# Work to be completed
Your task is to repeat all of the material exactly.

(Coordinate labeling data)
## Begin

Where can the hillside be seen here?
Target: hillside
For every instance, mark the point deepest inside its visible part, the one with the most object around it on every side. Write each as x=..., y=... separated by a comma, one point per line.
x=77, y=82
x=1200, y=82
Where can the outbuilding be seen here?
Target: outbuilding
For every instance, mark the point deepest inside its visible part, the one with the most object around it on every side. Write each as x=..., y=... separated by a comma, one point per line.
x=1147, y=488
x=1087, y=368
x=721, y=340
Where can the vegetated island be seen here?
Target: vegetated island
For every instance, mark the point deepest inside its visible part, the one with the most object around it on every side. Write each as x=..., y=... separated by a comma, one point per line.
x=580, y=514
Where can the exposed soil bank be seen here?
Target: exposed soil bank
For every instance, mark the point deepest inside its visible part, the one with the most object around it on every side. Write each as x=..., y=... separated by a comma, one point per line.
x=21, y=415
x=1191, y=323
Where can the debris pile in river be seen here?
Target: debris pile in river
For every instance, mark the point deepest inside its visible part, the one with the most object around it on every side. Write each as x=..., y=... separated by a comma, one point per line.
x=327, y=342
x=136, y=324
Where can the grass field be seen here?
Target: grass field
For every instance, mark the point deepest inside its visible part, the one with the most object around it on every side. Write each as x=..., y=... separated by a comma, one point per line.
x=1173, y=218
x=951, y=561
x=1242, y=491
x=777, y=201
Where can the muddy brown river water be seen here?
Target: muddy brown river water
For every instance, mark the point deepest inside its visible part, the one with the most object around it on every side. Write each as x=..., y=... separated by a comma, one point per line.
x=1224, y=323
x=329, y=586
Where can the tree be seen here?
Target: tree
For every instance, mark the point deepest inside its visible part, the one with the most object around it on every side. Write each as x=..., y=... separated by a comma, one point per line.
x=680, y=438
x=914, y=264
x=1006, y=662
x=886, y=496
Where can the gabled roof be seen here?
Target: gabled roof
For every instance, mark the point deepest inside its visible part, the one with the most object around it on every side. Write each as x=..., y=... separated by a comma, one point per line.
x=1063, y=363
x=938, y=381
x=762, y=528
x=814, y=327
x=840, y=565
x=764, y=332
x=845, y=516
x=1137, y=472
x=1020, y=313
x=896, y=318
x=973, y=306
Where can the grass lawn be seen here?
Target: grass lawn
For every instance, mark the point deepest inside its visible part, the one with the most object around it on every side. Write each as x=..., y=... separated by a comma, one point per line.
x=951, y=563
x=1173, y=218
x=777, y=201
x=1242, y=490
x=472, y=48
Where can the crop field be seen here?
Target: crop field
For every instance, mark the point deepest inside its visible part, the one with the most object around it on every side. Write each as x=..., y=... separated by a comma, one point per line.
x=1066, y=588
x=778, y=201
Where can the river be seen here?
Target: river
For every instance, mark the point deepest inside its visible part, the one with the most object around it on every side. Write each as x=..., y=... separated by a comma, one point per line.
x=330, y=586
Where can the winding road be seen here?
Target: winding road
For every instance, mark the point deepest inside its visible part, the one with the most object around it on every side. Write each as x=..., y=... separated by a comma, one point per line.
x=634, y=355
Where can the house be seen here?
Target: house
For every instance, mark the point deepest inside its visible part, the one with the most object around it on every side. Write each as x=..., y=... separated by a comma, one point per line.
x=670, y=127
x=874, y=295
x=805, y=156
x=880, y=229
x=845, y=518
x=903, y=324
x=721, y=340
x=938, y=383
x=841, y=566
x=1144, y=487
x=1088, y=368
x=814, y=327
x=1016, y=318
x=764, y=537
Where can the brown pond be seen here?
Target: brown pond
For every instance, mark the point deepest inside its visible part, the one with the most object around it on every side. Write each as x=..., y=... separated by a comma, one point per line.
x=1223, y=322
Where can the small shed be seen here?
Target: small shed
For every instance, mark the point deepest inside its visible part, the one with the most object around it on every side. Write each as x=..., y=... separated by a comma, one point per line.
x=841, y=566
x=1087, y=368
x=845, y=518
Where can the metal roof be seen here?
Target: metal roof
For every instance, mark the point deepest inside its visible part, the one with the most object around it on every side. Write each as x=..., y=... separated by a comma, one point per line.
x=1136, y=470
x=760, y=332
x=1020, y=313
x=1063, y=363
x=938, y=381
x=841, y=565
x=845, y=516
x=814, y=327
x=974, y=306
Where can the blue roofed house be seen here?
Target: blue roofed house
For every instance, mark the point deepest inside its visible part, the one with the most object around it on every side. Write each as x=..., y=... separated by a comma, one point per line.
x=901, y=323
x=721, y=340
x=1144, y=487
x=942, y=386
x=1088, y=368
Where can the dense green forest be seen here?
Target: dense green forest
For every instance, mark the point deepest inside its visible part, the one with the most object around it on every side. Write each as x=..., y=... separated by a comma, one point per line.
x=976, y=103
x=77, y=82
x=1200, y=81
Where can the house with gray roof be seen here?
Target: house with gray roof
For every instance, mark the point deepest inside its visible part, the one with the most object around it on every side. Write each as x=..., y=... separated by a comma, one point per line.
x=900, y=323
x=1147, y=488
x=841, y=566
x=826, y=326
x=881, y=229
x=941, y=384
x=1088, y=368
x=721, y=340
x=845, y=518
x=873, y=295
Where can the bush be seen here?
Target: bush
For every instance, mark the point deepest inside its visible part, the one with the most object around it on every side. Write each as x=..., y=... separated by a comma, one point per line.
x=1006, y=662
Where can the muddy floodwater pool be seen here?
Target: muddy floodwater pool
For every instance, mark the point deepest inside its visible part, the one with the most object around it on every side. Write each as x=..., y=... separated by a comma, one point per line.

## End

# Answer to this problem
Where can the hillside be seen here?
Target: hillside
For every instance, mark the point deepest inside its visible part, the one with the most object around it on every side. Write each as x=..., y=... separated by a comma, one point per line.
x=77, y=82
x=1200, y=82
Where can the outbuilding be seen here?
Target: outbuilding
For every instance, mark the point deepest inside its visible part, the one with the most object around it on every side. Write each as x=..., y=... separated by a comma, one point per line.
x=1147, y=488
x=1087, y=368
x=721, y=340
Where can the vegetated island be seen here?
Target: vegetated island
For every instance, mark the point deepest inside its visible part, the one with the most object around it on every side. Write each as x=..., y=... separated by a comma, one point per line.
x=580, y=514
Where can the exposed soil bank be seen here?
Target: exposed soil bank
For every instance, mark the point deepest inside its visible part, the one with the most object around it on every side. Write each as x=..., y=... separated by a comma, one point per line.
x=21, y=415
x=1191, y=323
Where can the debris pile in river be seen here?
Target: debris pile in river
For every instance, mark the point deepest inside its visible part, the one with the most object around it on every side. Write each as x=..., y=... separated by a comma, one point per line.
x=327, y=342
x=136, y=324
Where can the grass field be seen here?
Target: grass field
For every instance, mark the point deepest inside its visible part, the one with the most object around it on every side. Write each as x=..., y=... separated by a comma, one point per line.
x=1173, y=218
x=951, y=561
x=1242, y=491
x=777, y=201
Where can the muddy brown river water be seen here?
Target: muddy brown river water
For every instance, mark the point deepest inside its visible part, the one with the most object around it on every side. Write each as x=..., y=... separated by a comma, one point per line.
x=1224, y=323
x=329, y=586
Where can the tree be seen here?
Target: tree
For every instance, mark the point deepest inside its visible part, the one with the most object around it on every side. Write each as x=..., y=... separated by a comma, one point per line.
x=680, y=438
x=914, y=264
x=1006, y=662
x=886, y=496
Where can the gabled roof be seen here?
Target: gabled roof
For every instance, mark the point deepest inside its visible part, the one with the most object around it on every side. Write each as x=..., y=... separated by a comma, one point per line.
x=1063, y=363
x=938, y=381
x=762, y=528
x=814, y=327
x=840, y=565
x=764, y=332
x=845, y=516
x=1137, y=472
x=1020, y=313
x=896, y=318
x=973, y=306
Where can the grass lawn be seen here?
Target: grass lawn
For every instance, mark the point deepest inside its visible part, the one with the most object around it on every side. Write each as x=..., y=... separated by a comma, one point per line.
x=951, y=563
x=1173, y=218
x=777, y=201
x=1242, y=490
x=472, y=48
Where can the crop field be seen here?
Target: crop field
For every instance, mark the point deepest inside its visible part, the one with the most object around it on every side. Write each as x=..., y=... separated by a comma, one point per line.
x=1066, y=588
x=778, y=201
Where can the river be seen here?
Target: river
For every instance, mark the point deepest inside its visible part, the one with the most object around it on every side. Write each as x=..., y=... separated by a comma, one point per line.
x=330, y=586
Where can the winding road be seen here?
Target: winding road
For every instance, mark the point deepest inside its visible part, the one with the most object around it on every side. Write each as x=..., y=... separated by a comma, one point per line.
x=634, y=355
Where can the house be seen here?
Target: house
For every instance, mark the point deepest inside its visible part, the one with the most object around it on every side. Write each as x=..., y=... separated by a comma, one point per line.
x=670, y=127
x=874, y=295
x=805, y=156
x=880, y=229
x=845, y=518
x=903, y=324
x=721, y=340
x=938, y=383
x=841, y=566
x=1144, y=487
x=1088, y=368
x=814, y=327
x=1016, y=318
x=764, y=537
Where can the brown pond be seen here?
Target: brown pond
For every instance, mark the point deepest inside its visible part, the one with the most object around it on every side. Write each as x=..., y=... separated by a comma, one point per line.
x=1223, y=322
Where can the small shed be seen here?
Target: small shed
For every instance, mark the point deepest inside its visible part, the one with the most object around it on every side. Write each as x=..., y=... separated by a comma, one point per line.
x=841, y=566
x=1087, y=368
x=845, y=518
Where can the metal roof be seen here?
Target: metal roof
For every instance, mark the point deepest inside its visible part, the one with the most object around it on every side. Write each as x=..., y=... separated by a comma, one point per line.
x=1136, y=470
x=760, y=332
x=1020, y=313
x=1063, y=363
x=938, y=381
x=841, y=565
x=845, y=516
x=814, y=327
x=974, y=306
Where can the blue roofed house be seen here?
Target: blue roofed house
For every instance, mark the point deepest inside its visible part, the one with the most object around it on every side. Write each as x=..., y=... separated by a comma, one point per line.
x=901, y=323
x=721, y=340
x=1144, y=487
x=942, y=386
x=1088, y=368
Where can the dense green forest be seen here?
Target: dense green forest
For every instance, mark the point deepest inside its visible part, the one with the most object around it on every side. Write each as x=..., y=... separated by a comma, one point per line.
x=976, y=103
x=77, y=82
x=1200, y=81
Where can the house with gray roof be seen here?
Target: house with gray roof
For every instance, mark the point deepest inside its visible part, the one with the most object around it on every side. Write each as x=..., y=... separated by a comma, one point per line.
x=900, y=323
x=1147, y=488
x=841, y=566
x=826, y=326
x=881, y=229
x=941, y=384
x=1088, y=368
x=721, y=340
x=845, y=518
x=873, y=295
Where can the bush be seen here?
Target: bush
For every instance, mark the point deepest inside its visible part, the one with the most object around it on every side. Write each as x=..., y=... separated by a comma, one point per line.
x=1006, y=662
Where can the muddy floodwater pool be seen here?
Target: muddy floodwater pool
For every instance, mark the point deepest inside its visible part, the one with the most object around it on every side. Write each as x=..., y=... separated by a comma, one point per line.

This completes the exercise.